Provided text —

Lea Cottage, a little further down the Lea Lane from Stoneywell and built in tandem with it, sits hard against the road. It was enlarged in 1972 by the addition of a south-west wing. Unlike Stoneywell it is still a thatched building, and remains whitewashed externally, as in Gimson's original design.

Rockyfield Cottage, the last of Gimson's Ulverscroft houses, was built for his sister Margaret nearly ten years later, close by on Priory Lane. The building work for Rockyfield was supervised by Norman Jewson, who was younger than many of the Arts and Crafts circle, and this was one of his first projects away from their Cotswolds base. It was completed in 1908.

Dataset —
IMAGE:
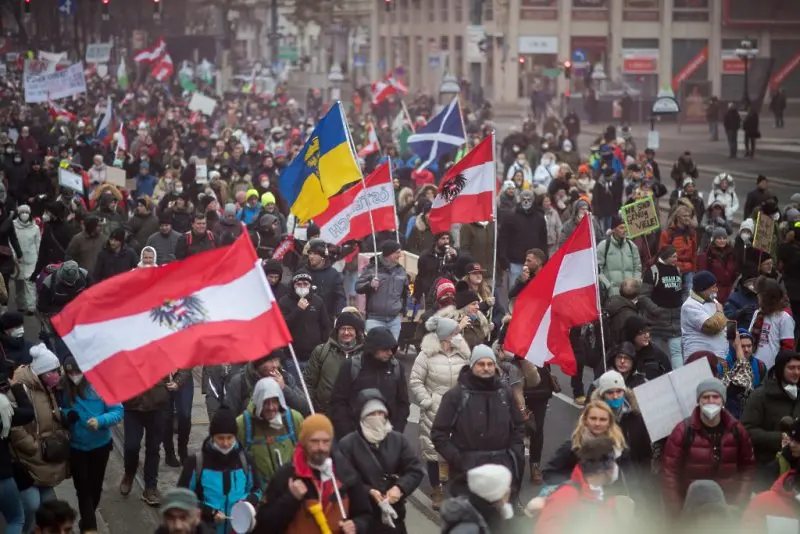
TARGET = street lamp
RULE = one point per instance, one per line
(335, 78)
(746, 53)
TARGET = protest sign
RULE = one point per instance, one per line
(98, 53)
(670, 398)
(641, 217)
(67, 178)
(765, 227)
(115, 176)
(55, 85)
(202, 103)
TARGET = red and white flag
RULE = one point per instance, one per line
(372, 145)
(466, 194)
(163, 70)
(561, 296)
(347, 216)
(57, 112)
(132, 330)
(153, 54)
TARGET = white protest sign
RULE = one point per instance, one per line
(70, 179)
(671, 398)
(202, 103)
(55, 85)
(98, 53)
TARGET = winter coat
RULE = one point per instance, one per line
(388, 301)
(733, 470)
(87, 407)
(393, 462)
(477, 241)
(29, 240)
(486, 428)
(308, 327)
(387, 377)
(323, 368)
(433, 374)
(722, 264)
(661, 287)
(763, 411)
(110, 263)
(26, 441)
(522, 231)
(617, 261)
(223, 481)
(329, 285)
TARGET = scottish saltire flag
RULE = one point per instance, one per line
(326, 163)
(443, 134)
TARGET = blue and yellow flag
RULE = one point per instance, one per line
(321, 169)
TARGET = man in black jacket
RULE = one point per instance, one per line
(308, 479)
(385, 462)
(376, 368)
(478, 422)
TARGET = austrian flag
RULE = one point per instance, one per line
(130, 331)
(561, 296)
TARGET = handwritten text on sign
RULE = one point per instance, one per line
(641, 217)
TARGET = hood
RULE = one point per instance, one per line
(268, 388)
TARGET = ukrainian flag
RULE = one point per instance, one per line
(325, 165)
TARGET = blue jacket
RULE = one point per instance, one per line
(223, 481)
(82, 437)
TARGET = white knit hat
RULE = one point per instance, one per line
(610, 380)
(44, 360)
(490, 482)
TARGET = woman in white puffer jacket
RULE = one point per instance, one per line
(443, 353)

Work item A —
Answer these about the passage on Gimson's Ulverscroft cottages:
(i) In what year was Lea Cottage enlarged?
(ii) For whom was Rockyfield Cottage built?
(iii) Who supervised the building work for Rockyfield?
Work item B — Continue the passage on Gimson's Ulverscroft cottages, starting after its final sentence.

Task answer A —
(i) 1972
(ii) Gimson's sister Margaret
(iii) Norman Jewson

Task answer B —
Sketches of Stoneywell and Lea Cottage were published by R. A. Briggs in his 1904 book, Homes for the Country. The building of the Ulverscroft cottages was described in considerable detail by Lawrence Weaver, architectural editor of Country Life, in his volumes, Small Country Houses of To-day, published in 1911.

==Stoneywell Wood==
Stoneywell Wood is an area of ancient woodland adjoining the house and gardens. 4 ha of the wood belong to Stoneywell, which, along with 2 ha of garden are open to the public. Stoneywell Wood as a whole occupies some 17 ha of deciduous semi-natural woodland, and is part of the 105 ha Ulverscroft Valley SSSI (Site of Special Scientific Interest).